● EXTRACT PROVIDED:
________________________________________
A
MARTYR’S PRAYER: THEN AND NOW
Now
may the God of hope fill you with joy and peace in believing that
you may abound in hope by the power of the Holy Spirit.—Ro.
15:13
This
beautiful prayer has in it the power to change one’s life. Its
key ideas are the essence of the Christian faith: faith, hope,
joy, peace, power. Take anyone of these away and Christianity is
compromised. Only in this passage are these attributes structured to
the superlatives of our religion. God is the God of hope, not only
the creator and judge. Faith is that trust that cultivates joy and
peace. The power is the power of the Holy Spirit within us, and so we
not only have hope but we abound in hope.
For
sometime this great prayer from the apostle has been especially
meaningful to me, as if it were the quintessence of what it means to
be a Christian. On one recent Sunday morning when Ouida and I were
driving to the assembly, we allowed this majestic passage to play
across our minds, memorizing it and repeating it to each other, and
planting it deeply in our minds. We were impressed that to Paul the
Father in heaven is the God of hope, and we wondered if the church
has yet caught the vision of abounding in hope by the power of the
Holy Spirt. What do we really know about the power of the Spirit?,
we asked ourselves. We were persuaded that this is one of the
great prayers in the history of the church.
About
that same time in Zambia, Africa a terrible tragedy was taking place.
________________________________________
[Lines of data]
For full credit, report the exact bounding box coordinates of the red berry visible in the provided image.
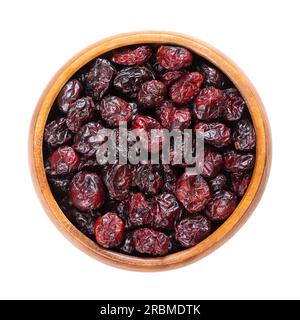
[69,171,106,211]
[94,212,125,248]
[156,46,193,70]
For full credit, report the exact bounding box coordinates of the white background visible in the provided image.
[0,0,300,299]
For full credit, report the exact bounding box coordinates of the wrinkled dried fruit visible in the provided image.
[156,100,192,130]
[193,87,224,121]
[137,80,167,108]
[156,46,193,70]
[111,46,152,66]
[99,96,137,127]
[85,58,116,101]
[175,215,211,248]
[133,228,171,256]
[67,97,95,132]
[57,79,83,113]
[175,173,211,214]
[170,72,203,105]
[94,212,125,248]
[194,122,231,148]
[114,66,154,98]
[69,171,106,211]
[223,89,246,121]
[223,150,255,172]
[103,164,131,201]
[232,120,255,151]
[44,118,72,148]
[205,190,237,221]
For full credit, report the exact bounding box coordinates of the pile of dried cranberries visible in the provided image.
[43,45,255,256]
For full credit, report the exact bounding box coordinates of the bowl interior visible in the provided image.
[30,32,270,271]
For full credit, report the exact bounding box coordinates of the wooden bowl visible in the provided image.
[29,31,271,271]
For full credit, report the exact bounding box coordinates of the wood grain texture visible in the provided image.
[29,31,271,271]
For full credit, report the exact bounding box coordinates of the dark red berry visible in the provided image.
[114,66,154,98]
[175,215,211,248]
[152,193,181,229]
[129,192,153,226]
[49,146,80,175]
[94,212,125,248]
[99,96,137,127]
[208,173,227,192]
[85,58,116,101]
[103,164,131,201]
[111,46,152,66]
[230,172,251,197]
[44,118,72,148]
[156,100,192,130]
[131,116,165,152]
[175,173,211,214]
[161,70,186,86]
[201,63,225,89]
[232,120,255,151]
[194,122,231,148]
[67,97,95,132]
[197,148,223,178]
[170,72,203,105]
[223,150,255,172]
[57,79,83,113]
[193,87,224,121]
[133,228,171,256]
[137,80,167,108]
[73,122,107,157]
[156,46,193,70]
[205,190,237,221]
[132,164,164,195]
[69,171,106,211]
[223,89,246,121]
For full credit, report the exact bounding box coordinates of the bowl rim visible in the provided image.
[29,31,271,271]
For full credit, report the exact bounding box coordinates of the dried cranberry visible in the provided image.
[49,146,79,175]
[67,97,95,132]
[111,46,152,66]
[208,173,227,192]
[197,148,223,178]
[170,72,203,105]
[133,164,164,195]
[137,80,167,108]
[194,122,231,148]
[133,228,171,256]
[223,89,246,121]
[99,96,137,127]
[69,171,106,211]
[161,70,186,86]
[230,172,251,197]
[129,193,153,226]
[131,116,165,152]
[193,87,224,121]
[73,122,107,157]
[175,215,211,248]
[223,150,255,172]
[103,164,131,201]
[232,120,255,151]
[156,101,192,130]
[152,193,181,229]
[201,63,225,89]
[44,118,72,148]
[85,58,116,101]
[94,212,125,248]
[175,173,211,213]
[114,66,154,98]
[205,190,237,221]
[57,79,83,113]
[156,46,193,70]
________________________________________
● TASKS FOR THIS EXERCISE:
1. Answer these questions on the martyr's prayer article:
(a) Which key ideas does it name as the essence of the Christian faith?
(b) Who was driving to the assembly with the narrator on one recent Sunday morning?
(c) Where was a terrible tragedy taking place at about that same time?
2. Please copy the records from the line containing "bowl visible in the provided image." through the end of the records, both included.
The records are unrelated to the martyr's prayer article.

● RESULTS BY TASK:
1.
(a) Faith, hope, joy, peace and power.
(b) Ouida.
(c) In Zambia, Africa.

2.
For full credit, report the exact bounding box coordinates of the wooden bowl visible in the provided image.
[29,31,271,271]
For full credit, report the exact bounding box coordinates of the wood grain texture visible in the provided image.
[29,31,271,271]
For full credit, report the exact bounding box coordinates of the dark red berry visible in the provided image.
[114,66,154,98]
[175,215,211,248]
[152,193,181,229]
[129,192,153,226]
[49,146,80,175]
[94,212,125,248]
[99,96,137,127]
[208,173,227,192]
[85,58,116,101]
[103,164,131,201]
[111,46,152,66]
[230,172,251,197]
[44,118,72,148]
[156,100,192,130]
[131,116,165,152]
[175,173,211,214]
[161,70,186,86]
[201,63,225,89]
[232,120,255,151]
[194,122,231,148]
[67,97,95,132]
[197,148,223,178]
[170,72,203,105]
[223,150,255,172]
[57,79,83,113]
[193,87,224,121]
[133,228,171,256]
[137,80,167,108]
[73,122,107,157]
[156,46,193,70]
[205,190,237,221]
[132,164,164,195]
[69,171,106,211]
[223,89,246,121]
For full credit, report the exact bounding box coordinates of the bowl rim visible in the provided image.
[29,31,271,271]
For full credit, report the exact bounding box coordinates of the dried cranberry visible in the provided image.
[49,146,79,175]
[67,97,95,132]
[111,46,152,66]
[208,173,227,192]
[197,148,223,178]
[170,72,203,105]
[133,164,164,195]
[137,80,167,108]
[194,122,231,148]
[133,228,171,256]
[223,89,246,121]
[99,96,137,127]
[69,171,106,211]
[161,70,186,86]
[230,172,251,197]
[129,193,153,226]
[131,116,165,152]
[193,87,224,121]
[73,122,107,157]
[175,215,211,248]
[223,150,255,172]
[103,164,131,201]
[232,120,255,151]
[156,101,192,130]
[152,193,181,229]
[201,63,225,89]
[44,118,72,148]
[85,58,116,101]
[94,212,125,248]
[175,173,211,213]
[114,66,154,98]
[205,190,237,221]
[57,79,83,113]
[156,46,193,70]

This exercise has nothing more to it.